— begin The data —

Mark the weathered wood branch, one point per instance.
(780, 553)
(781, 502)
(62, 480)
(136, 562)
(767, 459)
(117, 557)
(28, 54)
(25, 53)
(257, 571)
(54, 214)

— end The data —

▸ **Direction**:
Edit the lines above by changing "weathered wood branch" to "dry driftwood branch", and leave everything else as it is.

▸ **Answer to the exercise**:
Mark the dry driftwood branch, one point per instance.
(780, 553)
(781, 502)
(62, 480)
(136, 562)
(767, 459)
(117, 557)
(28, 54)
(25, 53)
(257, 571)
(54, 214)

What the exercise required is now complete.